**Tarefa 1**. Reescreva em forma de lista numerada, sem as linhas em branco, as linhas das entradas que vão da linha com "Practice. Locate the doorway" até a linha com "Query: green stucco wall", inclusive.
═══ Trecho citado
Toda a celeuma repousa, em última análise, nos efeitos da vetusta Súmula 377 do E. Supremo Tribunal Federal, do seguinte teor: “No regime de separação legal de bens, comunicam-se os adquiridos na constância do casamento”.

Tenho pessoalmente sérias dúvidas sobre a incidência da referida Súmula 377 na vigência do atual Código Civil. Isso porque desapareceu a razão de ser de referida súmula, qual seja, o art. 259 do Código Civil de 1.916, segundo o qual, no silêncio do pacto antenupcial, havia a comunicação dos aquestos. O atual Código Civil não contém dispositivo semelhante.

De qualquer modo, o mais recente entendimento do Superior Tribunal de Justiça a respeito da interpretação da Súmula 377 do Supremo Tribunal Federal foi fixado nos Embargos de Divergência em Recurso Especial nº 1.171.820/PR, Rel. o Min. Raul Araújo, julgado em 26/08/2015, com a seguinte ementa:

“(…)

1. Nos moldes do art. 258, II, do Código Civil de 1916, vigente à época dos fatos (matéria atualmente regida pelo art. 1.641, II, do Código Civil de 2002), à união estável de sexagenário, se homem, ou cinquentenária, se mulher, impõe-se o regime da separação obrigatória de bens.
══════
**Tarefa 2**. No trecho citado, em que data foram julgados os Embargos de Divergência em Recurso Especial nº 1.171.820/PR?
═══ Entradas listadas
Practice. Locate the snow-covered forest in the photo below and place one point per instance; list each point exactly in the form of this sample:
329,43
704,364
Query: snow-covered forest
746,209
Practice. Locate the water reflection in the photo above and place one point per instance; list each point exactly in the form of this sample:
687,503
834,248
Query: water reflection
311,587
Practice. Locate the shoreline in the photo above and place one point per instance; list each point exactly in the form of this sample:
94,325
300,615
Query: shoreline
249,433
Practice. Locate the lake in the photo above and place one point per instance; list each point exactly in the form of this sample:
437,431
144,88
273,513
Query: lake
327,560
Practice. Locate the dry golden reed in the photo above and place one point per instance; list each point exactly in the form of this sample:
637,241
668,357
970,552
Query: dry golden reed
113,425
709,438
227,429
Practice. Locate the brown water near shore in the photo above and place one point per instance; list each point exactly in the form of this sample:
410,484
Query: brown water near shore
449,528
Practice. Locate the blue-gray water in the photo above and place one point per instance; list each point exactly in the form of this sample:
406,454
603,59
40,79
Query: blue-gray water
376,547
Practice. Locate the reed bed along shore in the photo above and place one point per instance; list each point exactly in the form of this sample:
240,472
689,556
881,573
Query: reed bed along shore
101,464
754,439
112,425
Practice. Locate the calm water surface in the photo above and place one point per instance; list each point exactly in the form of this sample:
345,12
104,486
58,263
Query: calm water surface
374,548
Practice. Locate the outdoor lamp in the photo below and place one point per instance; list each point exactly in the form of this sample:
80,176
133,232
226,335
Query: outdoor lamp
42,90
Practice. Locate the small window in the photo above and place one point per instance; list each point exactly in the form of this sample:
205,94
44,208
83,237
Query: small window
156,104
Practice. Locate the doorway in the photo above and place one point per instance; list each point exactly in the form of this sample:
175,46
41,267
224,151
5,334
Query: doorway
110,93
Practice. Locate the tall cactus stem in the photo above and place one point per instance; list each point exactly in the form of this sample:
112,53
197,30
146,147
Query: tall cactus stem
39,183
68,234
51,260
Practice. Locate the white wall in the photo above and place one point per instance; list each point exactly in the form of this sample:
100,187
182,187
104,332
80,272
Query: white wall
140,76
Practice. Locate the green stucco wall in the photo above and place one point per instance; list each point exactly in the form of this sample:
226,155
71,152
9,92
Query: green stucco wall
══════
═══ Entradas listadas
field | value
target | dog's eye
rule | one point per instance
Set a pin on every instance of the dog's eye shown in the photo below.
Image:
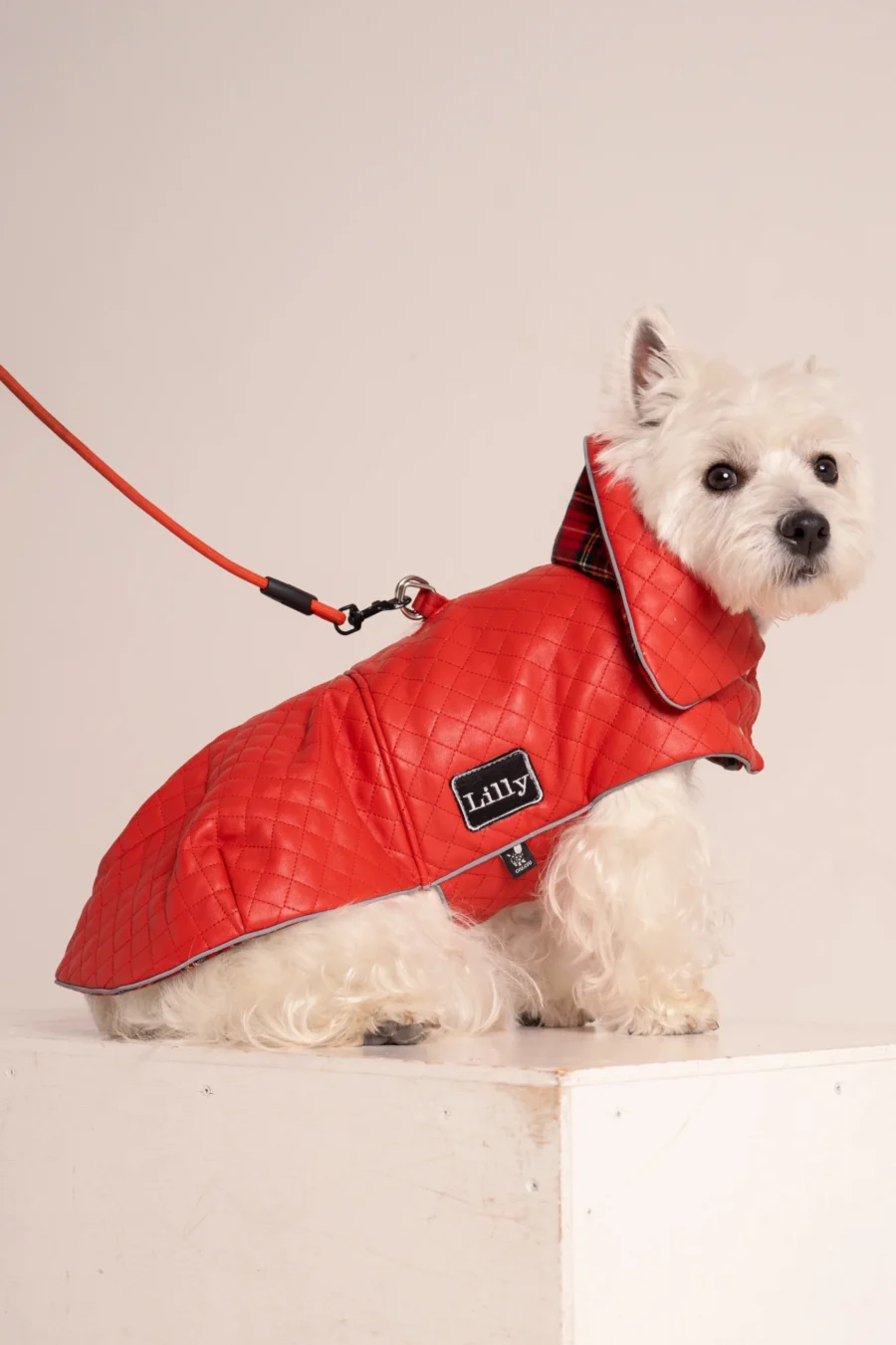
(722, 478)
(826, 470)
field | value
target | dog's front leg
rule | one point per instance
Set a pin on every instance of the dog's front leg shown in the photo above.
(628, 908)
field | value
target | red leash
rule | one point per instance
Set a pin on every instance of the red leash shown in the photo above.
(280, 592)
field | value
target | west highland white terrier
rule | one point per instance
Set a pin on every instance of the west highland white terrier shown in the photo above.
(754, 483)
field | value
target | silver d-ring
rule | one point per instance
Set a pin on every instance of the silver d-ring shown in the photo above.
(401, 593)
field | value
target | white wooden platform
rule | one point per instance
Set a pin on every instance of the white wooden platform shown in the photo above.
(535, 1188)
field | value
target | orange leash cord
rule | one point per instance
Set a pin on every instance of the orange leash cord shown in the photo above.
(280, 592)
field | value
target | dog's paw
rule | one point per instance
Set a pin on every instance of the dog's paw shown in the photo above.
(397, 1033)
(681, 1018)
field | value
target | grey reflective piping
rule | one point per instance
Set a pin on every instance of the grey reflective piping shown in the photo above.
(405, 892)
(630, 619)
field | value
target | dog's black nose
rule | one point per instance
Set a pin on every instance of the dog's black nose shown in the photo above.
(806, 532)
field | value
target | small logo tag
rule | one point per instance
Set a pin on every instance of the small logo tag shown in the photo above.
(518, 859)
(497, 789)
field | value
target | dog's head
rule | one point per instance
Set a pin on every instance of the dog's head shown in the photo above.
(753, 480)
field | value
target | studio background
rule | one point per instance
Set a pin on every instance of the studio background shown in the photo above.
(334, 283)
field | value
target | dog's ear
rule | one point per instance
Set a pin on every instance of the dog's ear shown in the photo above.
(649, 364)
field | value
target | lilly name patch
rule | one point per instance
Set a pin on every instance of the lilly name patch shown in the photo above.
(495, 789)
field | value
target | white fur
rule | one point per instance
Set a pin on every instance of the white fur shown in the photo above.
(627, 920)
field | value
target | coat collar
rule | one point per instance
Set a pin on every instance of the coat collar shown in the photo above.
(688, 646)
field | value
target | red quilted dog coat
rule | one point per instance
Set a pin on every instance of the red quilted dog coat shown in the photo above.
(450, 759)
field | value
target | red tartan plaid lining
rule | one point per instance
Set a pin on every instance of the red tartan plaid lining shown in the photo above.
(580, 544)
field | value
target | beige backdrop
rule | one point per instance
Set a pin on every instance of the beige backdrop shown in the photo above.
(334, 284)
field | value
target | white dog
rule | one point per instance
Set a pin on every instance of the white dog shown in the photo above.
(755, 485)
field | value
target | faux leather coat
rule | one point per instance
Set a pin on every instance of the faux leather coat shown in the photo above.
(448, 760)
══════
**Resposta escrita 1**.
1. Practice. Locate the doorway in the photo above and place one point per instance; list each point exactly in the form of this sample:
2. 175,46
3. 41,267
4. 224,151
5. 5,334
6. Query: doorway
7. 110,93
8. Practice. Locate the tall cactus stem in the photo above and place one point per instance; list each point exactly in the form of this sample:
9. 112,53
10. 197,30
11. 146,147
12. Query: tall cactus stem
13. 39,183
14. 68,234
15. 51,260
16. Practice. Locate the white wall in the photo above and place one point per instance; list each point exactly in the form of this sample:
17. 100,187
18. 182,187
19. 104,332
20. 80,272
21. Query: white wall
22. 140,76
23. Practice. Locate the green stucco wall in the photo above and place one point per instance; list each point exactly in the form of this sample:
24. 226,155
25. 71,152
26. 9,92
27. Query: green stucco wall

**Resposta escrita 2**. Em 26/08/2015.